**Text shown**
Temperature & Heat: A 2m Steam Pipe Cylinder

[adrian116]

the question is that:
A steam pipe with a radius of 2.00cm, carrying steam at 140 degree celsius, is surrounded by a cylindrical jacket with inner and outer radii 2cm and 4cm and made of a type of cork with thermal conductivity 4x10^(-2) W/m K. This in turn is surrounded by a cylindrical jacket made of a brand of Styrofoam with thermal conductivity 1x10^(-2) W/m K and having inner and outer radii 4 cm and 6 cm. The outer suface of the Styrofoam is in contact with air at 15 degree celsius. Assume that this outer surface has a timperature of 15 degree celsius.
a) What is the timperature at a radius of 4 cm, where the two isulating layers meet?
b) What is the total rate of transfer of heat out of a 2 m length of pipe?

thx of attention

 

[Curious3141]

Thoughts? Work?

 

[adrian116]

It is necessary to apply the formula H=kA(T2-T1)/L
(T2 is higher temperature, T1 is lower temperature)

but the temperature at 2cm and 4cm is different ,
i can't apply this formula directly...
what formula should be used to work out the temperature
of the same material but different thickness.

 

[Curious3141]

It is necessary to apply the formula H=kA(T2-T1)/L
(T2 is higher temperature, T1 is lower temperature)

but the temperature at 2cm and 4cm is different ,
i can't apply this formula directly...
what formula should be used to work out the temperature
of the same material but different thickness.

The formula is correct, but you must be aware that you cannot assume a linear temperature gradient here because the area through which heat flows varies with the radius.

Do you know how to solve a first order differential equation?

In a cylindrical shell (annulus) of length L, thermal conductivity \kappa, inside radius r_i and outside radius r_o, with the inside held at temperature T_i and the outside at temperature T_o, the constant rate of heat flow \dot{Q} is given by

\dot{Q} = 2\pi\kappa rL\frac{dT}{dr}

You need to solve that diff equation by separation of variables and integration with the given bounds to get an expression for \dot{Q} in terms of the temperature difference and the inner and outer radii. There will be a natural logarithm in the expression.

After doing that, let the temperature at the 4cm interface be T. The temperature gradient between the steam pipe and the outside of the cork jacket will be (140-T). That between the outside of the cork jacket and the outside of the styrofoam will be (T-15). You know the heat flux through the whole thickness is the same constant, and you've worked out a formula for it. From that, form a simple linear equation in T and solve it.

That will give you the first answer. For the second, just use the formula you've derived for the heat flow and the given length to work out the heat flux in watts.

 

[adrian116]

I have got the answer , thanks so much

 

[Curious3141]

I have got the answer , thanks so much

Sure.

**Bounding-box listing**
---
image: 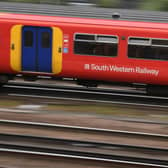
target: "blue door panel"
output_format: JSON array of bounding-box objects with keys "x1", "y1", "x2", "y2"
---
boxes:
[
  {"x1": 22, "y1": 26, "x2": 52, "y2": 73},
  {"x1": 22, "y1": 27, "x2": 37, "y2": 71},
  {"x1": 38, "y1": 27, "x2": 52, "y2": 72}
]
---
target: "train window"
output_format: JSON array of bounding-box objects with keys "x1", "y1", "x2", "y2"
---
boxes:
[
  {"x1": 41, "y1": 32, "x2": 50, "y2": 48},
  {"x1": 24, "y1": 31, "x2": 33, "y2": 47},
  {"x1": 128, "y1": 37, "x2": 151, "y2": 45},
  {"x1": 74, "y1": 34, "x2": 118, "y2": 57},
  {"x1": 128, "y1": 38, "x2": 168, "y2": 60},
  {"x1": 97, "y1": 35, "x2": 118, "y2": 43},
  {"x1": 75, "y1": 34, "x2": 95, "y2": 40},
  {"x1": 152, "y1": 39, "x2": 168, "y2": 47}
]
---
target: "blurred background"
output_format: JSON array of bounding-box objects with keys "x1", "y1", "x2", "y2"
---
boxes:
[{"x1": 0, "y1": 0, "x2": 168, "y2": 11}]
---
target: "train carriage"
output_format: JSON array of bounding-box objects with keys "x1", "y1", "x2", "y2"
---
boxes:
[{"x1": 0, "y1": 13, "x2": 168, "y2": 92}]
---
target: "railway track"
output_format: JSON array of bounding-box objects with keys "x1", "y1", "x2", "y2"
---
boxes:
[
  {"x1": 0, "y1": 82, "x2": 168, "y2": 108},
  {"x1": 0, "y1": 134, "x2": 168, "y2": 167}
]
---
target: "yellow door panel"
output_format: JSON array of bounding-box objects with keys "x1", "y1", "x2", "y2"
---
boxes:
[
  {"x1": 52, "y1": 27, "x2": 63, "y2": 74},
  {"x1": 10, "y1": 25, "x2": 23, "y2": 72}
]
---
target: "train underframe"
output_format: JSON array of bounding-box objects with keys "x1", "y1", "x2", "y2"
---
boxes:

**The task**
Please repeat the stretch of the steam pipe thread from "That will give" through "flux in watts.", word for word. This listing comes from a source separate from the steam pipe thread.

**Exercise output**
That will give you the first answer. For the second, just use the formula you've derived for the heat flow and the given length to work out the heat flux in watts.